▸ **AUSZUG ZUM LESEN**:
Geografie und Kulturkreis grenzen ab
In mancherlei Hinsicht sind unsere individuellen Nahrungsvorlieben rätselhaft. Doch einige Einflussfaktoren haben Wissenschaftler durchaus identifiziert. Ob und wie uns etwas schmeckt, so hat sich gezeigt, hängt von genetischen, physiologischen, kulturellen, sozialen und kognitiven Variablen ab, die sich gegenseitig beeinflussen und verstärken.
Eine herausragende Rolle spielt die Kultur, wie Rozin und Vollmecke feststellen. Wenn man so viel wie möglich über die Nahrungspräferenzen eines Erwachsenen herausfinden will und nur eine Frage stellen könnte, dann müsste diese zweifellos lauten: „Zu welchem Kulturkreis oder welcher ethnischen Gruppe gehören Sie?“ Traditionen bestimmen den typischen Speiseplan, die Zubereitung und Präsentation von Lebensmitteln, zu welcher Tageszeit und in welchen Kombinationen Gerichte gegessen werden.
Die Kultur erklärt, warum viele Deutsche Nutella lieben, während Amerikaner mit Leidenschaft Erdnussbutter mit Gelee aufs Brot schmieren. Wer nicht in Peru aufgewachsen ist, wird sich mit gefüllten Meerschweinchen eher schwertun (obwohl der Unterschied zu einem Kaninchenbraten oder gefüllter Gans eher marginal ist), und nur wenige Nichtsingapurer werden wohl den Anblick von rohem Affenhirn appetitanregend finden.
Das kulinarische Erbe einer Kultur ist stark mit der Geografie verbunden. Historisch bestimmten Flora und Fauna eines Landes seine Speisekarte. Känguru gehört allein deshalb nicht zu unseren typischen Leibgerichten, weil es diese Spezies bei uns nicht gibt.
Speisen zeigen wer Freund und wer fremd ist
Aber selbst verfügbare Nahrungsmittel landen nicht unbedingt auf dem Teller. Nach einer Theorie des Anthropologen Marvin Harris wird nur das gegessen, was sich auch zu essen lohnt – und das kann von Region zu Region unterschiedlich sein. Anders als Chinesen kommen wir nicht so leicht auf die Idee, Hunde in den Kochtopf zu stecken, weil wir sie als Gefährten und Beschützer schätzen. In Indien werden Kühe unter anderem deshalb nicht geschlachtet, weil ihre Milch, ihr Dung und ihre Arbeitskraft dort wertvoller als das Fleisch sind.

▸ **VORLIEGENDE DATEN**:

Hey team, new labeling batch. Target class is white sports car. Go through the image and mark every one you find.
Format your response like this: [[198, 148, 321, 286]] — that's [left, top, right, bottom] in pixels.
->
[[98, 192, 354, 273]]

▸ **ARBEITSANWEISUNGEN**:
[1] Beantworte anhand des Textes über Nahrungsvorlieben die folgenden Fragen:
(a) Welche einzige Frage müsste man laut Rozin und Vollmecke einem Erwachsenen stellen, um möglichst viel über seine Nahrungspräferenzen zu erfahren?
(b) Aus welchem Grund gehört Känguru nach Aussage des Textes nicht zu unseren typischen Leibgerichten?
(c) Welche drei Dinge sind in Indien wertvoller als das Fleisch der Kühe?
[2] Gib aus dem Text über Nahrungsvorlieben den Abschnitt von „Die Kultur erklärt, warum“ bis einschließlich „uns nicht gibt.“ wortgetreu wieder.
[3] Führe den Text über Nahrungsvorlieben im Anschluss an seinen letzten Satz weiter.

▸ **LÖSUNGEN JE AUFGABE**:
[1]
(a) „Zu welchem Kulturkreis oder welcher ethnischen Gruppe gehören Sie?“
(b) Weil es diese Spezies bei uns nicht gibt.
(c) Ihre Milch, ihr Dung und ihre Arbeitskraft.

[2]
Die Kultur erklärt, warum viele Deutsche Nutella lieben, während Amerikaner mit Leidenschaft Erdnussbutter mit Gelee aufs Brot schmieren. Wer nicht in Peru aufgewachsen ist, wird sich mit gefüllten Meerschweinchen eher schwertun (obwohl der Unterschied zu einem Kaninchenbraten oder gefüllter Gans eher marginal ist), und nur wenige Nichtsingapurer werden wohl den Anblick von rohem Affenhirn appetitanregend finden.
Das kulinarische Erbe einer Kultur ist stark mit der Geografie verbunden. Historisch bestimmten Flora und Fauna eines Landes seine Speisekarte. Känguru gehört allein deshalb nicht zu unseren typischen Leibgerichten, weil es diese Spezies bei uns nicht gibt.

[3]
Die kulturelle Bedeutung von Speisen geht aber weit über geografische und nutzenorientierte Aspekte hinaus. Regionale Leibspeisen dienen auch dazu, zwischen Freunden und Fremden zu unterscheiden, wie die Psychologin Rachel Herz betont, ganz nach dem Motto: „Ich esse diese Speise, und du tust es nicht. Ich bin von hier und du von dort.“
Um diese Unterscheidung zu treffen, muss man manchmal nur schnuppern. Wer viel Knoblauch oder Curry isst, riecht auch danach, und das kann auf Menschen anderer Kulturkreise abstoßend wirken und sogar einen körperlichen Ekel erzeugen, dem man sich nicht leicht entziehen kann. So werden überall auf der Welt Vorurteile gegenüber Ausländern auch durch ihre fremdartige Küche und die damit einhergehenden Ausdünstungen gespeist.
Essen als Zeichen der Kulturverbundenheit
Umgekehrt kann man die Verbundenheit mit Menschen und ihrer Kultur bezeugen, indem man ihre Speisen isst. In den USA wirkt das traditionelle Truthahnmahl zu Thanksgiving, dem sich kaum jemand entzieht, wie ein Band, das alteingesessene Bürger und Immigranten verbindet. Essen zu akzeptieren bedeutet, dass man die Kultur an sich akzeptiert, wie Herz erklärt.
Deshalb ist es so wichtig, ein Mahl, das einem von einem Gastgeber im Ausland angeboten wird, mit (zur Not gespielter Freude) anzunehmen, zumindest wenn einem an einer guten Beziehung gelegen ist. Wer die mit Liebe gekochte Froschschenkelsuppe der zukünftigen französischen Schwiegermutter ablehnt, riskiert, sie ernsthaft zu verärgern.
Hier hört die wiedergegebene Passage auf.